Return the exact lines spanning from the line with "For each instance of the front grille" through the last line of the entries, boundaries included, and no others.
--- Start of Task input ---
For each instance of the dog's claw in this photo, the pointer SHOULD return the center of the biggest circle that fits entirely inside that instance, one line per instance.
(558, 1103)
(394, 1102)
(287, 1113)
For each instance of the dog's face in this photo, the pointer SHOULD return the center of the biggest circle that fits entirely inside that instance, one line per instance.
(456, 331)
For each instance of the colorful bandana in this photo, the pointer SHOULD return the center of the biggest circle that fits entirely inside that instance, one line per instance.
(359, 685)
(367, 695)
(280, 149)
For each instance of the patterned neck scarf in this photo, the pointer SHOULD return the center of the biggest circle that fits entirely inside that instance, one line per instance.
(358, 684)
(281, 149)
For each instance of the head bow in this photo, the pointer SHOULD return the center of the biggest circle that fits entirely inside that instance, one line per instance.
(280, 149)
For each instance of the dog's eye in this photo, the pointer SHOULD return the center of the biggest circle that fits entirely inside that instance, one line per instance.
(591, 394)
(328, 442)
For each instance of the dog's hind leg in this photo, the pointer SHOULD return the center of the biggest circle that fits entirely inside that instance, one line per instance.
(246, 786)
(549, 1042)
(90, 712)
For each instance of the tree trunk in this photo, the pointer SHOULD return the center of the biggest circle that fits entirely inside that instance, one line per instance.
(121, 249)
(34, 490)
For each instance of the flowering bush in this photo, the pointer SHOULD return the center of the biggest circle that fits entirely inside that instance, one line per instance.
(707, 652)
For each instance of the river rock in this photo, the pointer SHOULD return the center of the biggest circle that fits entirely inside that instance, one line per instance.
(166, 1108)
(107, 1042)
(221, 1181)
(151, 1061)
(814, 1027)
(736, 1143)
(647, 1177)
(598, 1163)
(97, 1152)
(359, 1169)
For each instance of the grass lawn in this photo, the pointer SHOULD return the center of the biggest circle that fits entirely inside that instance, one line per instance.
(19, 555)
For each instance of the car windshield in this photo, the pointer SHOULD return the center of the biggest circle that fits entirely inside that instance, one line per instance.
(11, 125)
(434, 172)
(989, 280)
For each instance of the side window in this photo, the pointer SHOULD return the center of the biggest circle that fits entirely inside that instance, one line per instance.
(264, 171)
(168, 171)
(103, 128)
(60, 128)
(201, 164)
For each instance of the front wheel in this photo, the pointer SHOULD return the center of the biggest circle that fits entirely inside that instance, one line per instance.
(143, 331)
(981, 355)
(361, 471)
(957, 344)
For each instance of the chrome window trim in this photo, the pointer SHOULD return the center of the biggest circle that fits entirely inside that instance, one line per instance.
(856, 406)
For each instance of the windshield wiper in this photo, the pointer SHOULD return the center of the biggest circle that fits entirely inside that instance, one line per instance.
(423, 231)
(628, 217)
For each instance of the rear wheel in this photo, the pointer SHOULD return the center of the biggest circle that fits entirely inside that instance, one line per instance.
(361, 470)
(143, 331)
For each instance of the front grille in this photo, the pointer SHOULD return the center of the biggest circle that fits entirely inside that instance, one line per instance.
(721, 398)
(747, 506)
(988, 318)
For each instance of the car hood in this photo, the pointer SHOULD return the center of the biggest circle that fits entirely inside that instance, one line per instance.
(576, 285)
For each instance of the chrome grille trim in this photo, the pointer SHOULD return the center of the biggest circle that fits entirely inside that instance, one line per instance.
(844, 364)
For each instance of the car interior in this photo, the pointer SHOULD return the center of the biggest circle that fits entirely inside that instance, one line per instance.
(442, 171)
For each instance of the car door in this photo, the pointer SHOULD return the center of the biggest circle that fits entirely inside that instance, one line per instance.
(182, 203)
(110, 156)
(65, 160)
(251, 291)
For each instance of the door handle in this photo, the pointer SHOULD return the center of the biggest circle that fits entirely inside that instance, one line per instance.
--- End of Task input ---
#### Correct output
For each instance of the front grille in this photo, the pointer SHOULD return the center of the biggest circle that fits entirely inside that instance, one line per instance.
(721, 398)
(747, 506)
(988, 318)
For each instance of the car hood in this photo, the pointer SHOULD return the center of the biggest circle that fits entirely inside that instance, one line per instance.
(576, 285)
For each instance of the chrome grille trim in this photo, the pointer SHOULD return the center of the biggest circle that fits entirely inside that instance, one line per instance.
(844, 364)
For each instance of the car interior in this photo, the pointer SHOULD return the center of the biggest circle that fits entirely inside that instance, one line per instance.
(442, 171)
For each instance of the car door in this photo, the pointer SHOULD return the center of the biggest circle that fits entirely inside that instance, one line per instance.
(182, 203)
(110, 156)
(65, 160)
(251, 291)
For each instance of the door handle in this photo, the pointer SHOULD return the center of the biggest circle that fits entirely inside that instance, one line per instance.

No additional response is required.